I've extracted the unquote method [0] from urllib in the python stdlib
that decodes urlencoded strings. Hopefully be some use!

[0] http://pastie.org/2954968

-- 
Sent via pgsql-general mailing list (pgsql-general@postgresql.org)
To make changes to your subscription:
http://www.postgresql.org/mailpref/pgsql-general


Re: [GENERAL] How to convert HEX to ASCII?

2011-12-02 Thread Torsten Zuehlsdorff

Damien Churchill schrieb:


after several attempts I have finally succeeded in developing a urlencode()
function to encode text correctly like defined in RFC 1738.

Now i have a big problem: how to decode the text?

Example:
# SELECT urlencode('Hellö World!');
  urlencode
---
 Hell%C3%B6%20World%21

Does anybody know a way to convert '%21' back to '!' and '%C3%B6' to 'ö'?


I've extracted the unquote method [0] from urllib in the python stdlib
that decodes urlencoded strings. Hopefully be some use!


Not directly, but it gives me some helpful hints. For example i'm now 
able to decode some basic characters, for example:


# SELECT chr(x'21'::int);
 chr
-
 !
(1 row)

But i clearly have a missunderstanding of other chars, like umlauts or 
utf-8 chars. This, for example, should return a 'ö':


# SELECT chr(x'C3B6'::int);
 chr
-
 쎶
(1 row)

Also i'm not sure how to figure out, when to decode '%C3' and when to 
decode '%C3%B6'.


Thanks for your help,
Torsten
--
http://www.dddbl.de - ein Datenbank-Layer, der die Arbeit mit 8 
verschiedenen Datenbanksystemen abstrahiert,
Queries von Applikationen trennt und automatisch die Query-Ergebnisse 
auswerten kann.


--
Sent via pgsql-general mailing list (pgsql-general@postgresql.org)

[Named object pointing entries]

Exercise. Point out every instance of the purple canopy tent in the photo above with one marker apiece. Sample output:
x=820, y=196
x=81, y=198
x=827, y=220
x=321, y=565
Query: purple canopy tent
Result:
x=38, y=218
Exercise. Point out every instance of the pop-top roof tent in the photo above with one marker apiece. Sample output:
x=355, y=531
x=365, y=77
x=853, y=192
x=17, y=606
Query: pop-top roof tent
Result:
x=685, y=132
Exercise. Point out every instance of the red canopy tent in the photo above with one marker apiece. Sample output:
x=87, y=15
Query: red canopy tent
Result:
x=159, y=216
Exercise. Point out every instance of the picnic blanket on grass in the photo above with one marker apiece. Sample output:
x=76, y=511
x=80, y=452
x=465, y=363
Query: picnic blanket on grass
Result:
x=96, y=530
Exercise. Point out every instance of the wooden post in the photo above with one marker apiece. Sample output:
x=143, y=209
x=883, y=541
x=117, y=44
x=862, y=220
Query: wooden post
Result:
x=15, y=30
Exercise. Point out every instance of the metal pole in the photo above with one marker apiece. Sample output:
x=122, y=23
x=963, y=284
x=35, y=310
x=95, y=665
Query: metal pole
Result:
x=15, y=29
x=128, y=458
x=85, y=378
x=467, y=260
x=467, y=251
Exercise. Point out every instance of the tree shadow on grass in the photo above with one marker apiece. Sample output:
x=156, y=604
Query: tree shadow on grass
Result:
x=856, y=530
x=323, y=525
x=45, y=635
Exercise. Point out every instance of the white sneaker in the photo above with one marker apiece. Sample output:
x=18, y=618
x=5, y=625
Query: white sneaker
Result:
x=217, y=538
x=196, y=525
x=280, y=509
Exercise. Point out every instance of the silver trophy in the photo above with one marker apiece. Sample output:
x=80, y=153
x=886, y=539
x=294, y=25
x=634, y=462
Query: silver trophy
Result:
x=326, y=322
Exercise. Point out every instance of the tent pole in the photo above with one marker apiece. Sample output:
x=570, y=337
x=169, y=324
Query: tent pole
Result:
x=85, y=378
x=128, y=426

▶ **DIRECTION A**
Please reproduce verbatim the stretch of the HEX-to-ASCII thread from "after several attempts" through "decode the text?".
▶ **DIRECTION B**
In the HEX-to-ASCII thread, which RFC defines the encoding that the urlencode() function follows?

▶ **WORKED ANSWER A**
after several attempts I have finally succeeded in developing a urlencode()
function to encode text correctly like defined in RFC 1738.

Now i have a big problem: how to decode the text?

▶ **WORKED ANSWER B**
RFC 1738